* [Data shown]
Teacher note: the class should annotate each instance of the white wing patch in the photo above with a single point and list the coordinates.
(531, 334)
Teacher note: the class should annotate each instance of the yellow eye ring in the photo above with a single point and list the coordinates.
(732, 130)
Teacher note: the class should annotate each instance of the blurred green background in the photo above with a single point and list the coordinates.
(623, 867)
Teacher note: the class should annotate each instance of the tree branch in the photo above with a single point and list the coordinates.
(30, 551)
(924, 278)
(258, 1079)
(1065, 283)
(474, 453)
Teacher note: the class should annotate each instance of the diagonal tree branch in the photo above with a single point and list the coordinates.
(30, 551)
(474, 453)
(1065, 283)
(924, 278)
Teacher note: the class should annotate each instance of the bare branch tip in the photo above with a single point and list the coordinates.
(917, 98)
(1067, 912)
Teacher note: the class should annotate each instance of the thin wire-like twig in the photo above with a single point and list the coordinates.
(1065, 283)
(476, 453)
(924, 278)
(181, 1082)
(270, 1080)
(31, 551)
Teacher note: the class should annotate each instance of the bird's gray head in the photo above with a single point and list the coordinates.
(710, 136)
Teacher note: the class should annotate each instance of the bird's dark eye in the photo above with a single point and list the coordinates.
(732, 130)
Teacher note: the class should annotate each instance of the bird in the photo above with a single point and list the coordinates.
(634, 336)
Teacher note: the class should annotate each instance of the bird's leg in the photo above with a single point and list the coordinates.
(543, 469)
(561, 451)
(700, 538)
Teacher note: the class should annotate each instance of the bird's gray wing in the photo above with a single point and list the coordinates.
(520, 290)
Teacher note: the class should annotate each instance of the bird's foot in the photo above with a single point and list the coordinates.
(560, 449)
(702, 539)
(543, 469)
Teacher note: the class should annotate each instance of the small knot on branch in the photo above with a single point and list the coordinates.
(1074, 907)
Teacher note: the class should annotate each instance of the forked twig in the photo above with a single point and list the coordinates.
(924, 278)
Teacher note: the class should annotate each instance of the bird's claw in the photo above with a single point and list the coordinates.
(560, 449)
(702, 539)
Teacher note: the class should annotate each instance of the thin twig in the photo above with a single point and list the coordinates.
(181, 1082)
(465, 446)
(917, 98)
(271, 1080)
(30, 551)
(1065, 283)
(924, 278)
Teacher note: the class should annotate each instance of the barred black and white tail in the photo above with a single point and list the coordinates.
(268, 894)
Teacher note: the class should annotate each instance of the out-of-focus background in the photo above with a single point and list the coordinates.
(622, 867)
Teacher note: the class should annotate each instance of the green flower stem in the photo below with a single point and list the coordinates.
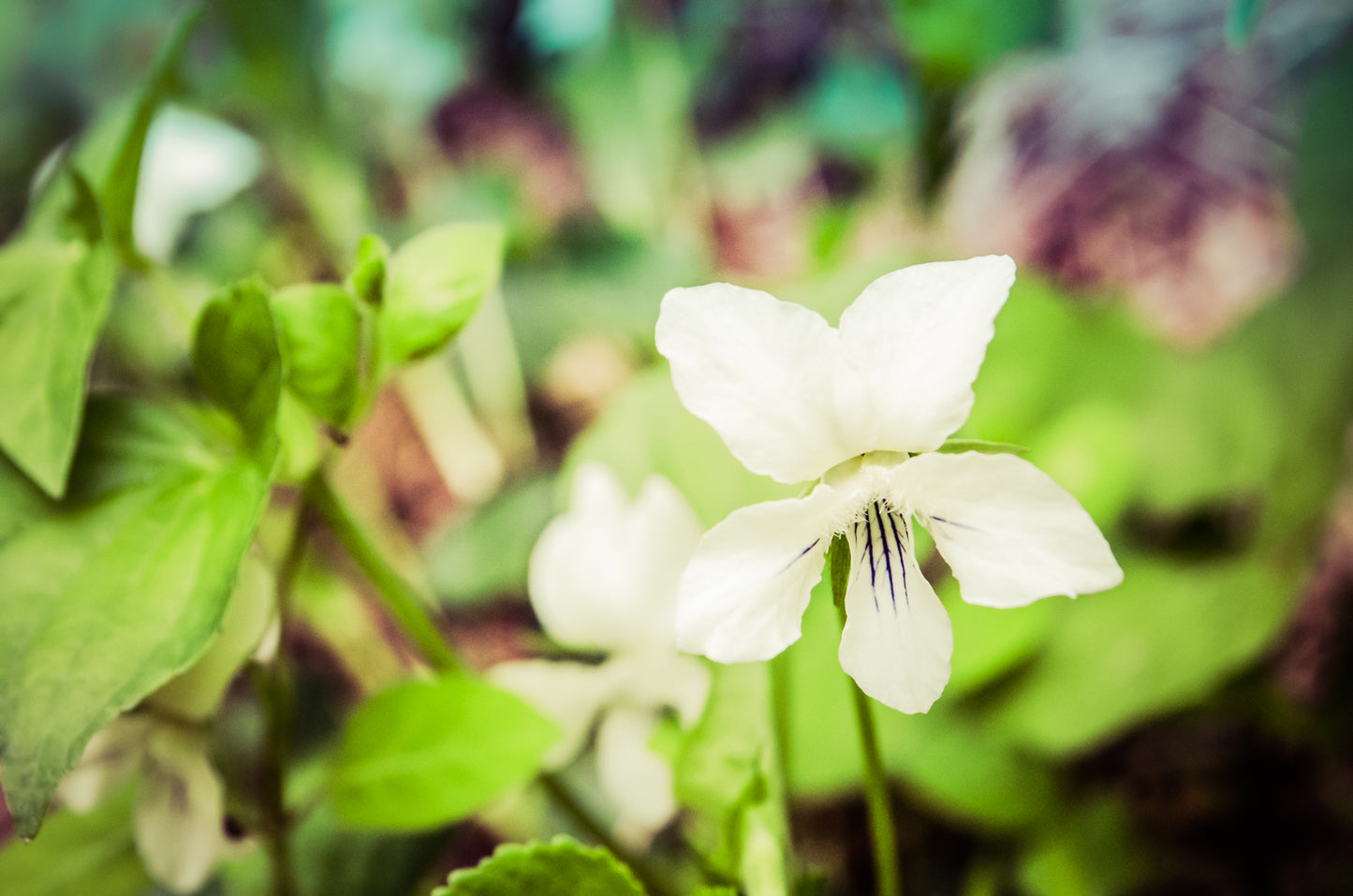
(882, 831)
(401, 597)
(562, 796)
(276, 692)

* [What you need to do] Nothing but the lines from the line with "the thin twig" through the last line of the listing should be copied, exactly and with both ends kept. Leave pictures out.

* [Answer space]
Teacher note: the class should annotate each instance of the thin twig in the photo above with a single point and list the coordinates.
(181, 1082)
(465, 446)
(917, 98)
(271, 1080)
(30, 551)
(1065, 283)
(924, 278)
Teacher note: the class should annotate each instance of the barred black and white tail in the photo above with a single point and list the coordinates.
(268, 894)
Teacher note: the class should annotate each instance of the out-of-focus background in the photo above with a single point and list the coordinates.
(622, 867)
Teacher note: the class should annotate each instance of the green flower stem in the photo below with a single point and list the coordinates.
(882, 831)
(401, 597)
(562, 796)
(276, 692)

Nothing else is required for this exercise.